Provided passage:

Beznosiuk embellishes much less than the other concertmasters (particularly Enrico Onofri, leader of Il Giardino Armonico); but when he does so, it is masterful. Perhaps he should have done more of it. The Avison Ensemble's principal cellist, Richard Tunnicliffe, and its other solo violinist, presumably Caroline Balding, shine particularly in the concertino parts in Concerto No. 9, Handel's arrangement of his Cukoo and the Nightingale Organ Concerto. They play with less aggression and more grace than the soloists of Il Giardino Armonico and with more personality than Andrew Manze and his AAM colleagues or Arte dei Suonatori.
I confess to being more of an Op. 3 man when it comes to Handel's Concerti grossi. However, this set has so much character, insight and understated drama that I felt as if immersed in a vast 12-act opera without words. Magnificent!
'... the ensemble playing is simply electrifying, crackling and sparking ...'
David Vernier, 14 December 2010
Handel's unrivaled masterpieces of the concerto grosso form and style--his Twelve Grand Concertos, in seven parts, for four violins, a tenor, a violoncello, with a thorough-bass for the harpsichord--here receive their finest recording to date, with performances that leave all others--both period- and modern-instrument versions--in their wake. For obvious reasons these 12 concertos have remained popular since their publication in 1740: the irresistibly congenial tunes and engaging rhythms, the free-spirited fugues, endearing Largos and Adagios, and overall vivacious writing for all instruments elicits correspondingly high-spirited responses from anyone within earshot of these unrelentingly entertaining works.
Pavlo Beznosiuk and his Avison Ensemble have left not a single Handelian note unaccounted for nor a delightful phrase unturned, and the ensemble playing is simply electrifying, crackling and sparking with the kind of head-on accents and lilting rhythmic lift that this music requires but rarely enjoys. You don't have to already know this music to appreciate (my favorite) Concerto No. 4 in A minor HWV 322, with its scintillating allegros, or the thrillingly accented opening dialog of Concerto No. 5 HWV 323, or the many beautifully drawn slow-movement melodies and catchy, clever dance movements.
We can cite individual players for their impressive effort, but when virtually everyone is performing at such a high level it doesn't seem appropriate--this is definitely a triumph of ensemble performance, where everyone is a master of the medium and the material, all of which is beautifully realized by the stunningly realistic, resoundingly vibrant sound engineering. By now you've got the picture: Essential!
Classical Music Magazine
'A satisfying set, pleasingly recorded.'
Nicholas Anderson, 02 September 2010
The Avison Ensemble has for several years been charming our ears with recordings of music by the Newcastle composer from whim it takes its name. Now it turns it attention to one of the greatest of all concerto sets, Handel's Opus 6. The spontaneity, variety and fluency of ideas are endlessly diverting and full of humour, wit and Handelian tenderness. Violinist and director, Pavlo Beznosiuk avoids anything in the nature of exaggerated gesture, preferring to capitalise upon the natural spaciousness and inherent grace of the music. If, on occasion he just fails to realise the sheer exuberance of some competitors then there is generous compensation in the ensemble's intuitive grasp of elegant phrasing and breadth of contour. Handel's expressive language developed through his experience in the theatre, and the range is both extended and vivid in contrast. The Avison Ensemble responds to it with affective warmth and communicative amiability. A satisfying set, pleasingly recorded.

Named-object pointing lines
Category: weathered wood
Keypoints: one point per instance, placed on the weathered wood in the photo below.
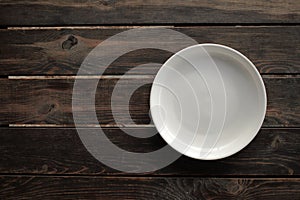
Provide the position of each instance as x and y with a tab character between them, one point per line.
146	12
35	187
49	101
51	52
273	152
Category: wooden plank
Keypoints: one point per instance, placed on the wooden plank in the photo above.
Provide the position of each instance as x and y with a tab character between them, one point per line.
49	101
273	152
32	187
55	12
50	51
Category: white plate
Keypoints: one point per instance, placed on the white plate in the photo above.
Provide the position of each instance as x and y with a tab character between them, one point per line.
208	101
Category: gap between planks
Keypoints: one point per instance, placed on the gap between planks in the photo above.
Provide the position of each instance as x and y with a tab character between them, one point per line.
125	76
81	126
151	25
82	77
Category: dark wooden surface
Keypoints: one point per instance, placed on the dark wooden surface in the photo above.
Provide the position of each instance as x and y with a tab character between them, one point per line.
56	151
273	49
55	12
16	187
42	45
49	101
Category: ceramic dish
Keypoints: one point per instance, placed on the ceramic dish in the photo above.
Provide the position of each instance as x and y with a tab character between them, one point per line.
208	101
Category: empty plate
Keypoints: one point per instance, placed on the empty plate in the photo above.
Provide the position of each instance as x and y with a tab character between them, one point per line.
208	101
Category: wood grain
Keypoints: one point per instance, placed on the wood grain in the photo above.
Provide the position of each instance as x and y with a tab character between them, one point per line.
55	12
273	152
15	187
51	51
49	101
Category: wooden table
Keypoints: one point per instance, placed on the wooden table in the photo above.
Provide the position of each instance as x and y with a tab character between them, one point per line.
43	44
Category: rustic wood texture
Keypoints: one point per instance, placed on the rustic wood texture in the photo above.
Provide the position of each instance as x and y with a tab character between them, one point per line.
49	101
48	12
273	152
16	187
61	52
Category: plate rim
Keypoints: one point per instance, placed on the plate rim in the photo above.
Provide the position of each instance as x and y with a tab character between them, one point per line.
261	83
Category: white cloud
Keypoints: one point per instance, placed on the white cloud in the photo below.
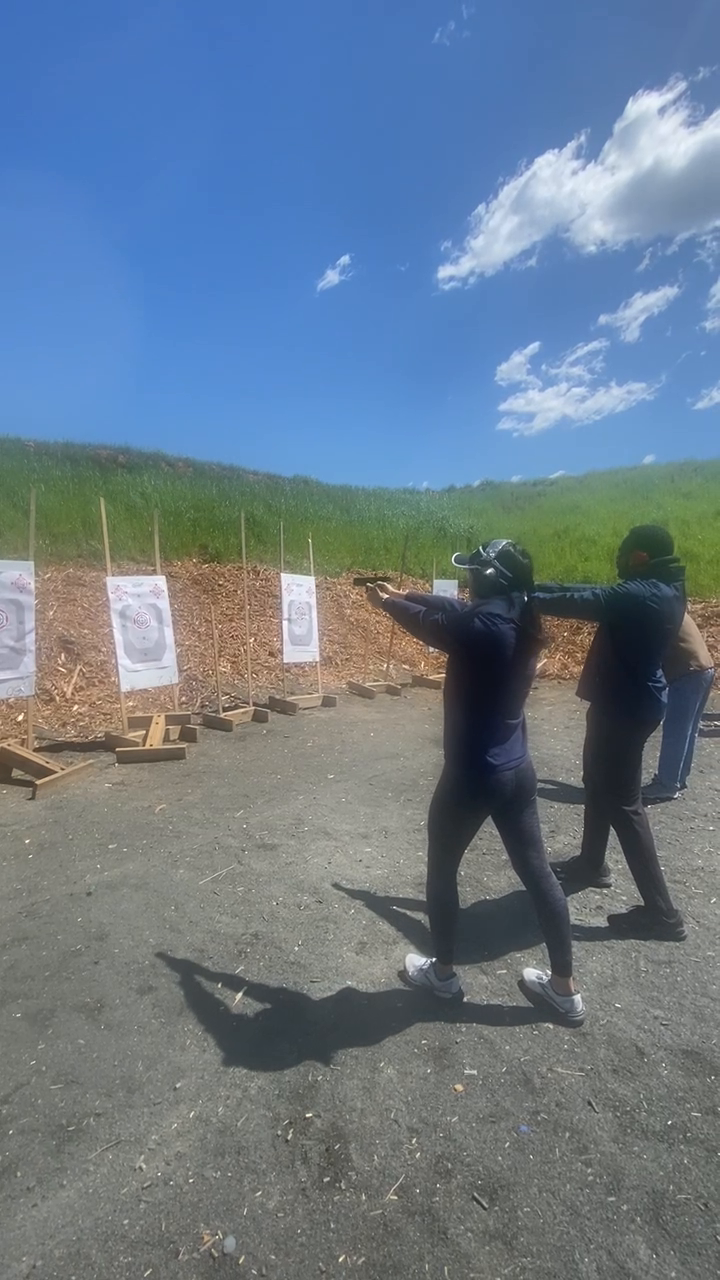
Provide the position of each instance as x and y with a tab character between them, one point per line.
712	306
630	316
515	369
656	178
710	398
582	364
443	35
570	393
336	274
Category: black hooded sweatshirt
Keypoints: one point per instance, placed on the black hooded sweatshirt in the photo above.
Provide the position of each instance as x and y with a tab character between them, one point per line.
637	620
491	663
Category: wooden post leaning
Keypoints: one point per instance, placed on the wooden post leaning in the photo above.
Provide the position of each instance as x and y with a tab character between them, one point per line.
367	688
247	711
22	758
295	703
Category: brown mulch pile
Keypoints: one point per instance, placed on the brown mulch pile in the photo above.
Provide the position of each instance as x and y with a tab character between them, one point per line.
77	691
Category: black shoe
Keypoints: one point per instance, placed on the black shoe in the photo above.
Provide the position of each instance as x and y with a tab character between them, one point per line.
639	922
575	873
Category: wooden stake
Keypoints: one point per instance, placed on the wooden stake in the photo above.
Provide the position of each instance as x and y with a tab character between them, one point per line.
159	572
282	632
367	649
246	598
402	562
109	572
30	702
217	657
313	575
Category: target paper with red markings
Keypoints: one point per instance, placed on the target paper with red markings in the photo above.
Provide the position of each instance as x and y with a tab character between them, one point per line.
142	631
17	629
301	641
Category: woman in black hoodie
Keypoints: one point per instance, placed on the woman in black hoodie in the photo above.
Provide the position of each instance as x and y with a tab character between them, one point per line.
492	644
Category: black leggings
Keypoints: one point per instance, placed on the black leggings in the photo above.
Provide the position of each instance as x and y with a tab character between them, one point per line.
459	808
613	759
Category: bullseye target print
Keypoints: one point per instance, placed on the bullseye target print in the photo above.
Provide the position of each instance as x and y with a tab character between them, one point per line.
300	618
17	629
142	630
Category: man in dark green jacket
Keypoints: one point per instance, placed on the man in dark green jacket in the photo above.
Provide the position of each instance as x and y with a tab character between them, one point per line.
625	688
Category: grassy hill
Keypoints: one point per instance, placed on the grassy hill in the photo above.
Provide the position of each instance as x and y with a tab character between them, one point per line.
572	525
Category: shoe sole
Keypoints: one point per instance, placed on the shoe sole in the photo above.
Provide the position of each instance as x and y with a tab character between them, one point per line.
459	996
572	1020
579	885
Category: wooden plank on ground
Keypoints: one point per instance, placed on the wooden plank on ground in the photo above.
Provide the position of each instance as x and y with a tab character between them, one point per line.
422	681
55	780
28	762
151	754
283	705
114	740
171	718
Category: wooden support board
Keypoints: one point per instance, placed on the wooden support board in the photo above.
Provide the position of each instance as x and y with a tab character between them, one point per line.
372	688
227	721
302	702
155	737
45	773
422	681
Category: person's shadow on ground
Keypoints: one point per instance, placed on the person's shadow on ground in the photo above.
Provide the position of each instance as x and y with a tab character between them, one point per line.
488	929
560	792
295	1028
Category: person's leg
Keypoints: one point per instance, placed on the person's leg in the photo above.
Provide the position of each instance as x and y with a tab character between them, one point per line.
628	817
455	817
703	684
677	730
456	813
515	813
596	818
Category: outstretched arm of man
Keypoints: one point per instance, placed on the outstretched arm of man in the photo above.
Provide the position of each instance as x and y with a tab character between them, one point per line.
586	603
431	625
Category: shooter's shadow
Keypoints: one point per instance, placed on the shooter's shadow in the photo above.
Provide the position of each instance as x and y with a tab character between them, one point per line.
488	929
560	792
295	1028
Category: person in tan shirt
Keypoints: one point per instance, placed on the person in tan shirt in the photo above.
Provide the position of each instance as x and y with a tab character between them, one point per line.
689	673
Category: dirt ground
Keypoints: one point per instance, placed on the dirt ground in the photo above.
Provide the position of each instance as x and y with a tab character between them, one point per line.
203	1029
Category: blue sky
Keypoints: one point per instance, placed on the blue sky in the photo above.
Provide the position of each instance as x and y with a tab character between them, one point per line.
379	242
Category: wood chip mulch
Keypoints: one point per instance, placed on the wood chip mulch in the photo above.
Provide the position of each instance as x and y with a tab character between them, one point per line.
77	686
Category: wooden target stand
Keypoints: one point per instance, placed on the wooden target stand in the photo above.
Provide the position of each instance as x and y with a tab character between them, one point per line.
295	703
160	735
424	679
45	775
245	709
370	689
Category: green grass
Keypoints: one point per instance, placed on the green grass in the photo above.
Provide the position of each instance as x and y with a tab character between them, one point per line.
572	525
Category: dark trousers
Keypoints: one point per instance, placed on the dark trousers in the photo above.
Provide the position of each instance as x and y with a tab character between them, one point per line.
459	808
613	777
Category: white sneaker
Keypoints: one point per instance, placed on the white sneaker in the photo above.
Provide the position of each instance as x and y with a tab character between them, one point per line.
537	987
420	970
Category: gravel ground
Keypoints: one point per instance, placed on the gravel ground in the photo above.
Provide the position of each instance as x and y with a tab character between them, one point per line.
183	1054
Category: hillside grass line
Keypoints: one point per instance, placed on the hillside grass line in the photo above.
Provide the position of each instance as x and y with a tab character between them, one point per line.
572	525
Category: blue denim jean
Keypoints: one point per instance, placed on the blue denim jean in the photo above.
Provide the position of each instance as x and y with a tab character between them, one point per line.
687	698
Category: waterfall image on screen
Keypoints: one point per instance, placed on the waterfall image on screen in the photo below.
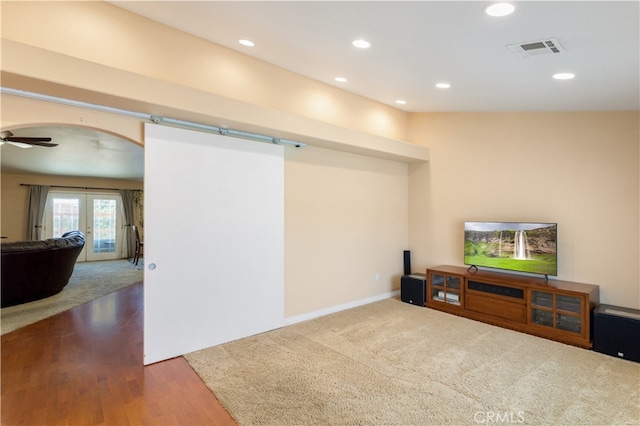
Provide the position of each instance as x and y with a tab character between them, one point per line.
516	246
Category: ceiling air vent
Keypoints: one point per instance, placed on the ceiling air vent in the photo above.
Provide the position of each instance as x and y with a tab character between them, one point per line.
548	46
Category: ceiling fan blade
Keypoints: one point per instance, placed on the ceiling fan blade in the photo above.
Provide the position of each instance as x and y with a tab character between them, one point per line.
45	144
19	144
26	139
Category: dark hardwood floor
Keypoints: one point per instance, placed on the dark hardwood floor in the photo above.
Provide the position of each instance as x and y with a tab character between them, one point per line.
84	367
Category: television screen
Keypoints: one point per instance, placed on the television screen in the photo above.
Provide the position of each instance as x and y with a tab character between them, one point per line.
515	246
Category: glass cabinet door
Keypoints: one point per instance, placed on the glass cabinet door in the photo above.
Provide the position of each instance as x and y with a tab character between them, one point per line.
556	310
445	288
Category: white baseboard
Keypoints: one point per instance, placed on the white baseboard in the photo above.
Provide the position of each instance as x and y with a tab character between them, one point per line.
338	308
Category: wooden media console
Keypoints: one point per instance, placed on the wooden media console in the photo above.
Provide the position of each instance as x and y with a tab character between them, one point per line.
554	309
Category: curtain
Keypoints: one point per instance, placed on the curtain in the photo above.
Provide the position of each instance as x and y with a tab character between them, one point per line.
127	205
35	211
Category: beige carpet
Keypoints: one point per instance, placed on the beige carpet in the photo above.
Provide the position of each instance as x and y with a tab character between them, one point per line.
89	281
391	363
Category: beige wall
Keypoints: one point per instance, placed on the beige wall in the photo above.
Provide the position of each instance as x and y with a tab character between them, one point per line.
14	197
346	221
580	170
345	213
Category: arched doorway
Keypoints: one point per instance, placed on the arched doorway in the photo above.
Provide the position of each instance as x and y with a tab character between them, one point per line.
86	165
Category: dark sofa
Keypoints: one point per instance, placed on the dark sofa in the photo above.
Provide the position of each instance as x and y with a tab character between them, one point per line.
33	270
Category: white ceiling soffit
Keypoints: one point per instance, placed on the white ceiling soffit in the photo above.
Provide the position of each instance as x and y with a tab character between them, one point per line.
416	44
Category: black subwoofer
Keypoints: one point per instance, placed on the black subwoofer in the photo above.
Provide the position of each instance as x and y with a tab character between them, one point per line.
616	332
413	289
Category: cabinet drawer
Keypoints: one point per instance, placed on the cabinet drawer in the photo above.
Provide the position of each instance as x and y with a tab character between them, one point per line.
496	308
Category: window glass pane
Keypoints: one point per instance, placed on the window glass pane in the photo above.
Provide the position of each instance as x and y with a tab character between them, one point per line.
66	215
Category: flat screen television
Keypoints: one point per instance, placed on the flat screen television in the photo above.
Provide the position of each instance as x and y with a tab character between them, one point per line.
514	246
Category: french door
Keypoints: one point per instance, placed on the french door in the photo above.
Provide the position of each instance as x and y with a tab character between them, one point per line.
98	216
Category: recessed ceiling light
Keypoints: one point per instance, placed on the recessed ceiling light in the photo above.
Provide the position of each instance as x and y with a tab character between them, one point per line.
362	44
499	9
564	76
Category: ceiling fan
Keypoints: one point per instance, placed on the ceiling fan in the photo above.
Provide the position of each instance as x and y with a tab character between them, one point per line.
25	142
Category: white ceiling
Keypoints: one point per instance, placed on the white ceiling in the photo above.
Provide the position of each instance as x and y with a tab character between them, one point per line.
414	45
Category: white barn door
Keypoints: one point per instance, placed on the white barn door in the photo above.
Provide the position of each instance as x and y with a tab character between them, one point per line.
213	240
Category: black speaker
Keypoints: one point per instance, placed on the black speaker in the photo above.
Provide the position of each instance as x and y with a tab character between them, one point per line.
407	262
616	332
413	289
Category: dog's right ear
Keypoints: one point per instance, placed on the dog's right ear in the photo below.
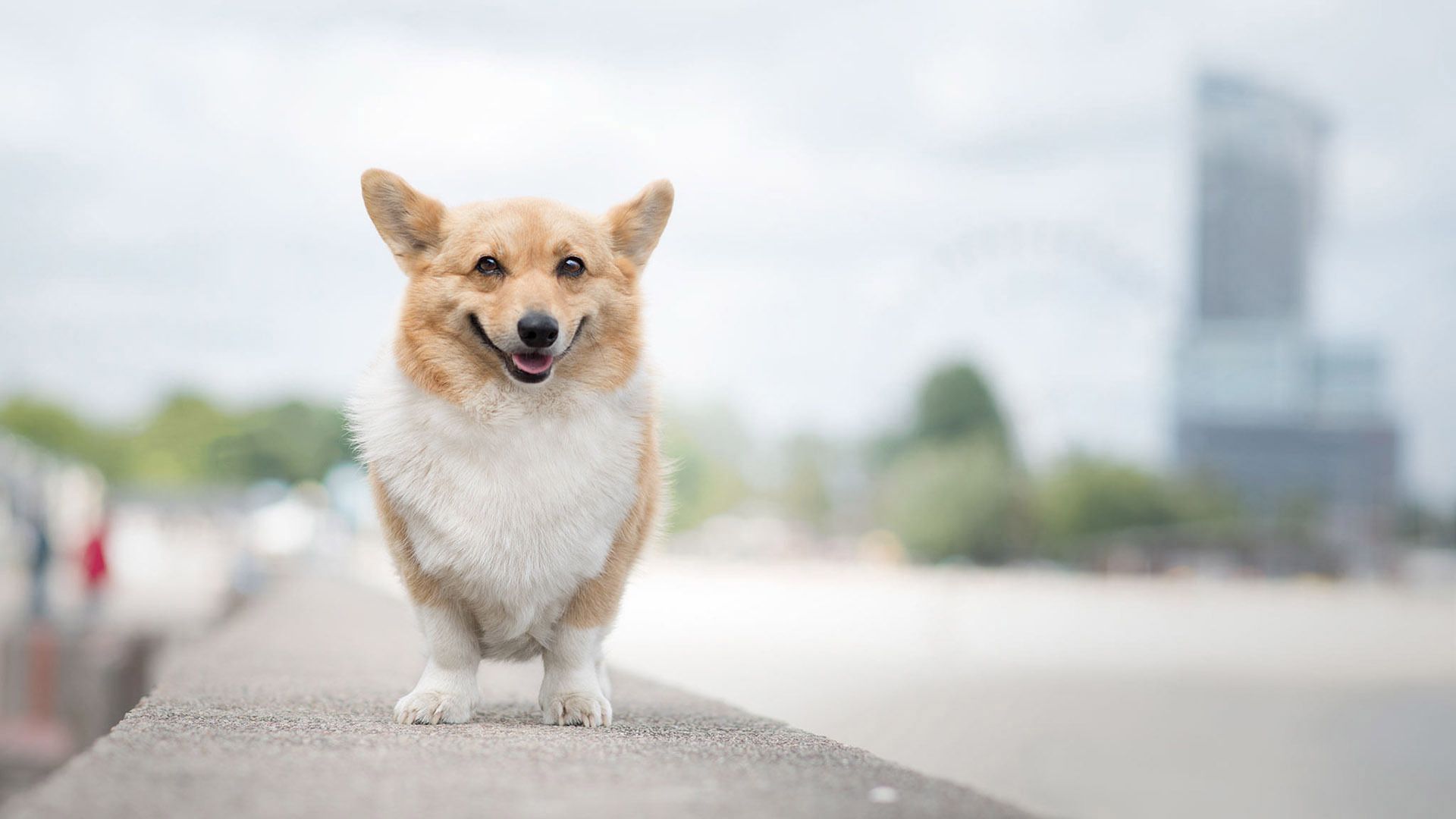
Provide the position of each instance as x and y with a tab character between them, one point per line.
408	221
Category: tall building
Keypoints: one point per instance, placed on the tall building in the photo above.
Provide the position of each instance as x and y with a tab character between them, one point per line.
1264	406
1258	194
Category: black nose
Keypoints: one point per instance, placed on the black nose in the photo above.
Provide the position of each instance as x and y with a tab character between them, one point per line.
538	330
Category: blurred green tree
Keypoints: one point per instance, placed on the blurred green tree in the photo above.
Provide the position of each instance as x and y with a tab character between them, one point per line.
949	485
805	493
956	499
956	403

Tasks to complete:
1. For each statement, say whether it agrees with the Handel reviews, and quote the exact words of the text that decide it: (a) The twelve concertos were published in 1740. (b) Beznosiuk embellishes more than the other concertmasters do. (c) One reviewer names Concerto No. 5 as a personal favorite.
2. Retype the part of the Handel reviews starting with "Beznosiuk embellishes much" and going on through "without words. Magnificent!".

Completed exercise:
1.
(a) Yes: "since their publication in 1740"
(b) No: "Beznosiuk embellishes much less than the other concertmasters"
(c) No: "(my favorite) Concerto No. 4 in A minor HWV 322"

2.
Beznosiuk embellishes much less than the other concertmasters (particularly Enrico Onofri, leader of Il Giardino Armonico); but when he does so, it is masterful. Perhaps he should have done more of it. The Avison Ensemble's principal cellist, Richard Tunnicliffe, and its other solo violinist, presumably Caroline Balding, shine particularly in the concertino parts in Concerto No. 9, Handel's arrangement of his Cukoo and the Nightingale Organ Concerto. They play with less aggression and more grace than the soloists of Il Giardino Armonico and with more personality than Andrew Manze and his AAM colleagues or Arte dei Suonatori.
I confess to being more of an Op. 3 man when it comes to Handel's Concerti grossi. However, this set has so much character, insight and understated drama that I felt as if immersed in a vast 12-act opera without words. Magnificent!